**Tarefas obrigatórias**
(a) Responda, com base no excerto do documento, às perguntas seguintes:
(i) Em quantas partes se divide o livro e quantos poemas reúne?
(ii) A quem foi dada a entrevista de 2002 incluída apenas na edição brasileira?
(iii) Que frase escreve Fernando Aguiar num dos seus quadros?
(b) Prossiga o excerto do documento sobre o livro Estratégias do gosto a partir da última frase apresentada.

**** Excerto do documento

Para-textualmente, dois apontamentos relevantes: as ilustrações de capa e miolo com fotopoemas da série Calligraphies realizadas em Diamantina, no Brasil, em 2006, diferentes nas duas edições; e, apenas na edição brasileira, uma entrevista de 2002 dada ao Professor Rogério Barbosa da Silva, bem como uma biografia e bibliografia, no final, relevantes para compreender o percurso do autor e a dimensão da sua obra.

Dividido em seis partes, ou secções [a saber: “Como quem quer dizer tudo”; “O tudo que é pouco”; “Pronto. Ponto”; “O cheiro da tua pele”; “Acerca do poema”; e “Tanto tão pouco”], com cinquenta e quatro poemas, alguns deles dispersos, outros por publicar, outros novos, estas Estratégias do gosto provam a variedade de abordagens que Fernando Aguiar imprime às suas criações. Aqui, uma poesia devolvida à palavra (a ausência de imagem, portanto). Palavra na sua dupla articulação: do fonema ao monema; da letra ao signo. Nesse sentido, será de poesia que aqui devemos falar. Sem grandes rodeios, ou sem necessidade de cautelas, como em outros trabalhos poderia acontecer. Poeta ponto. Poesia ponto final.

Em outras intervenções, Aguiar faz da poesia acto, ao nível das literaturas marginais e marginalizadas, como diria Arnaldo Saraiva. A sua obra, de facto, rompe frequentemente com a literatura dominante (oficial, consagrada ou clássica), está fora das “ideologias literárias” e problematiza a “economia de mercado editorial”. Como o próprio escreve num dos seus quadros: “A história da arte é a história do comércio da arte”. Neste sentido, este livro será mais fácil de classificar na Biblioteca Nacional e passível de se encontrar nas livrarias. No entanto, embora aqui já não estejamos perante uma poesia que o marketing literário não consegue compartimentalizar nos formatos definidos pelo mercado (bastaria lembrar que a poesia de Fernando Aguiar tem sido publicada em folhetos, catálogos, objectos, jardins…), mantém-se uma certa radicalidade da abordagem: nela se continua a promover a novidade nas técnicas e nos motivos, a contaminação dos géneros, a complicação estrutural.

********
**** Linhas de dados

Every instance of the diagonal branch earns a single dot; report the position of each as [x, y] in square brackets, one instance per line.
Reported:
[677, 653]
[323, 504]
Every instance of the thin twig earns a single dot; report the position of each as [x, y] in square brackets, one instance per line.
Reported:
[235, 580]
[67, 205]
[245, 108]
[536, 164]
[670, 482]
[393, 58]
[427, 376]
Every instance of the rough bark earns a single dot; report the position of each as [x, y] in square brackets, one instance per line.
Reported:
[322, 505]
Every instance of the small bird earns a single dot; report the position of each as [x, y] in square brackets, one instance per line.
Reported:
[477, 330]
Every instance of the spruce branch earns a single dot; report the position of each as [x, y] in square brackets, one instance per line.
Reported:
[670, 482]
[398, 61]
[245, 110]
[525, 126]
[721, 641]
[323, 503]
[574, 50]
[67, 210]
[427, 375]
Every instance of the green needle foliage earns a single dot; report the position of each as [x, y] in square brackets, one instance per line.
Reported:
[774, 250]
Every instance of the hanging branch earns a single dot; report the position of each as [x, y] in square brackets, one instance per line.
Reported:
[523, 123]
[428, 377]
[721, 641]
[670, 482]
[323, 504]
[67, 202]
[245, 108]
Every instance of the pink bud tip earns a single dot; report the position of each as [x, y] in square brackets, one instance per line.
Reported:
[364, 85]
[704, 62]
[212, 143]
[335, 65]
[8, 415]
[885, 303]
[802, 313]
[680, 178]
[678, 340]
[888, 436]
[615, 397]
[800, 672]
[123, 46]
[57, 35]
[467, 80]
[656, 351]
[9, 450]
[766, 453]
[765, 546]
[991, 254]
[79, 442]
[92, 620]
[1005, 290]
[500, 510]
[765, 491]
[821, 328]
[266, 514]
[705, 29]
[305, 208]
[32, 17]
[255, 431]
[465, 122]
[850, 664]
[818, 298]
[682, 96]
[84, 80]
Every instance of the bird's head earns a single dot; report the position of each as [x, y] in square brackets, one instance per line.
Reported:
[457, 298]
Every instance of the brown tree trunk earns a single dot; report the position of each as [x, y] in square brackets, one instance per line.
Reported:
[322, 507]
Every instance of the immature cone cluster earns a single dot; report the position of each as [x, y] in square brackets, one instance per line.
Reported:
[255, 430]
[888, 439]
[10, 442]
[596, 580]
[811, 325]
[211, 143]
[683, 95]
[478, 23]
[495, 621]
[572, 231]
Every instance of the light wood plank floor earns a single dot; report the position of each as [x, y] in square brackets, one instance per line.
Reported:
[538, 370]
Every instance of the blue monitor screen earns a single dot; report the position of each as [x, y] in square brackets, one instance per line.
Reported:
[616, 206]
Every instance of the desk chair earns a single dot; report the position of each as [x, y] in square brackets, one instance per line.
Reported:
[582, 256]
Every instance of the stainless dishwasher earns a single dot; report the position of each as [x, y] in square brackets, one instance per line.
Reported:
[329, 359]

********

**Respostas**
(a)
(i) Divide-se em seis partes e reúne cinquenta e quatro poemas.
(ii) Ao Professor Rogério Barbosa da Silva.
(iii) “A história da arte é a história do comércio da arte”.

(b)
Diria que a sua poesia de inovação e de invenção procura empregar todas as técnicas e materialidades disponíveis, a fim de aumentar os níveis de informação e assim reduzir a redundância na obra, obrigando o leitor a buscar os limites do sentido dentro da complexidade do texto, encontrando por isso, aqui, um espaço concretizado dessa busca de uma morte da linguagem de que falava Roland Barthes. Um livro de prazer, de um escritor para quem a linguagem e a própria poesia são um problema, não uma solução: uma “poética que transmite / fora do tom” (p. 11).

Aqui, pois, a poesia de Fernando Aguiar, como alguma poesia concreta que também o inspirou (embora não seja disso exclusivamente que aqui se trata), não é tanto uma poesia sobre algo, mas antes uma poesia que pretende afirmar-se como uma realidade em si mesma. Os seus poemas comunicam a sua própria estrutura, no sentido em que exploram a ontologia e a origem das palavras que os habitam: “pensamento ou pensaminto / penso no nada que sinto (…) repenso naquilo que pensa em mim” (p. 25). Esta persistente operação de deconstrução, se quisermos, linguística, através da fragmentação da linearidade do verso, sinaliza ainda o próprio fazer poético, principalmente na secção “Acerca do poema”, onde se incluem poemas com títulos sugestivos como: “O poema”, “Poema-processo”, “A construção do poema”, “Poéticas”, etc.

As suas palavras aparecem, ainda, como signos-objecto e signos-objectos, articulando o questionamento da linguagem em que se inscrevem e escrevem: “impossível é não entender o poema / quando se leva com os versos na cara” (p. 12). Poemas semióticos ou de semiose, de experimentação com a língua, comprovando a capacidade auto-reflexiva desse gosto pelas estratégias expressivas da linguagem.

Embora, por vezes, situada num apelo à não-verbalidade, é antes pela comunicação polissémica que se infiltra nesta poesia o humor e o amor, por vezes o absurdo e o non-sense que os une. Na secção mais longa deste livro, “O cheiro da tua pele”, mostra-se um Fernando Aguiar menos conhecido, indagando, ainda pela linguagem, a construção do corpo, aqui erotizado pela palavra e atravessado pelo signo, pela temperatura de “lábios / lívidos / lânguidos” (p. 48), de pele, língua ou falo.

A atomização e a justaposição, também características d(est)a poesia concreta, assim como a correspondente redistribuição dos elementos pela espacialização e pela concentração, apresentam essa “linguagem reduzida” de que falava Eugen Gomringer. Através de procedimentos de aglutinação, promove-se aqui uma rarefação semiótica essencial para a compreensão da dialética entre a leitura e a não-leitura, entre opacidade e transparência, como em “Ensaio nº 204” (p. 44), entre outros.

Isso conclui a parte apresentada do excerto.